GIVEN TASK: Copy out the entries below, replacing every "even-odd rule" with "nonzero winding rule" and changing nothing else. Leave the pictures out.

RECORDS SHOWN:
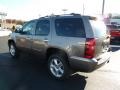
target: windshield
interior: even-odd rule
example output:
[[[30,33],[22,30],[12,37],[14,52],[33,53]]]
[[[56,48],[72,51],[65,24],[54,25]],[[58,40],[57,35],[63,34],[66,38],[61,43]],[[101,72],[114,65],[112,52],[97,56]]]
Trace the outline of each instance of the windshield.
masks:
[[[109,30],[120,30],[120,25],[107,25]]]

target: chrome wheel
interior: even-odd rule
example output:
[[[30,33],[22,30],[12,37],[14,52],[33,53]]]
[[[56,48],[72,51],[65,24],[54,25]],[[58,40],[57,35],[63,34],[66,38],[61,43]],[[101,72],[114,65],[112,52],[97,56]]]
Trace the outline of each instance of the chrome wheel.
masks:
[[[15,47],[14,47],[13,44],[10,45],[10,54],[11,54],[12,56],[15,56]]]
[[[50,62],[50,71],[55,77],[62,77],[64,74],[63,63],[58,58],[53,58]]]

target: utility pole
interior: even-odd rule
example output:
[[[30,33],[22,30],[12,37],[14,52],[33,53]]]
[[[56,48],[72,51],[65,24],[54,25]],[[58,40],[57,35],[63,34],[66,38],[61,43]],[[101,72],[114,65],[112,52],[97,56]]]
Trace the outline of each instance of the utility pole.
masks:
[[[4,13],[4,12],[0,12],[0,16],[1,16],[1,29],[4,28],[4,25],[6,23],[6,20],[5,20],[5,16],[7,16],[7,13]]]
[[[105,0],[102,2],[102,15],[104,15],[104,8],[105,8]]]
[[[62,9],[62,11],[64,12],[64,14],[66,14],[67,9]]]

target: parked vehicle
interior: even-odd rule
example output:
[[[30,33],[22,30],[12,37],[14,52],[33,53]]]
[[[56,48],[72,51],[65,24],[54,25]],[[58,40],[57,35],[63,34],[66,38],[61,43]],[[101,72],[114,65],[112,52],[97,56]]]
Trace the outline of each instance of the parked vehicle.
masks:
[[[31,20],[12,33],[8,46],[13,58],[21,51],[42,55],[55,79],[72,71],[92,72],[109,61],[110,37],[96,17],[80,14],[53,15]]]
[[[111,42],[118,41],[120,42],[120,25],[110,24],[107,25],[108,30],[111,35]]]

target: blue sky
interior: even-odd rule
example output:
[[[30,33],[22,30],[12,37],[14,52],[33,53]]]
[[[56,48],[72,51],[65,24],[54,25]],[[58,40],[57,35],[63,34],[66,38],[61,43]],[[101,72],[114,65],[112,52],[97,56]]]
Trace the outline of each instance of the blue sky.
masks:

OUTPUT FOR THIS TASK:
target: windshield
interior: nonzero winding rule
example output:
[[[30,33],[22,30],[12,37],[14,52],[33,53]]]
[[[56,48],[72,51],[65,24],[54,25]],[[58,40],[57,35],[63,34],[66,38],[61,43]],[[101,72],[114,65],[112,52],[97,56]]]
Trace the outline of each instance of the windshield.
masks:
[[[109,30],[120,30],[120,25],[107,25]]]

target: chrome wheel
interior: nonzero winding rule
example output:
[[[30,33],[22,30],[12,37],[14,52],[33,53]]]
[[[56,48],[72,51],[65,24],[54,25]],[[58,40],[57,35],[63,34],[66,38],[61,43]],[[101,72],[114,65],[112,52],[97,56]]]
Trace the outline of each instance of the chrome wheel.
masks:
[[[15,47],[14,47],[13,44],[10,45],[10,54],[11,54],[12,56],[15,56]]]
[[[50,62],[50,71],[55,77],[62,77],[64,74],[63,63],[58,58],[53,58]]]

target: utility pole
interior: nonzero winding rule
example output:
[[[30,33],[22,30],[12,37],[14,52],[33,53]]]
[[[56,48],[72,51],[65,24],[54,25]],[[58,40],[57,35],[63,34],[66,38],[61,43]],[[101,72],[114,65],[112,52],[97,56]]]
Trace the outline of each instance of the utility pole.
masks:
[[[4,13],[4,12],[0,12],[0,16],[1,16],[1,29],[4,28],[4,25],[6,23],[6,20],[5,20],[5,16],[7,16],[7,13]]]
[[[105,0],[102,2],[102,15],[104,15],[104,8],[105,8]]]
[[[62,9],[62,11],[64,12],[64,14],[66,14],[67,9]]]

target: parked vehicle
interior: nonzero winding rule
example output:
[[[30,33],[22,30],[12,37],[14,52],[33,53]]]
[[[56,48],[72,51],[65,24],[54,25]],[[58,40],[57,35],[63,34],[66,38],[61,43]],[[101,72],[114,65],[112,52],[97,56]]]
Trace the outline of each instance of the parked vehicle.
masks:
[[[31,20],[12,33],[8,46],[13,58],[21,51],[42,55],[55,79],[72,71],[92,72],[109,61],[110,37],[96,17],[80,14],[53,15]]]
[[[111,42],[118,41],[120,42],[120,25],[110,24],[107,25],[108,30],[111,35]]]

target: blue sky
interior: nonzero winding rule
example output:
[[[30,33],[22,30],[12,37],[14,52],[33,53]]]
[[[56,48],[72,51],[65,24],[54,25]],[[58,40],[57,35],[63,34],[66,38],[61,43]],[[101,72],[114,65],[112,52],[97,56]]]
Trace the outline of each instance of the blue sky.
masks:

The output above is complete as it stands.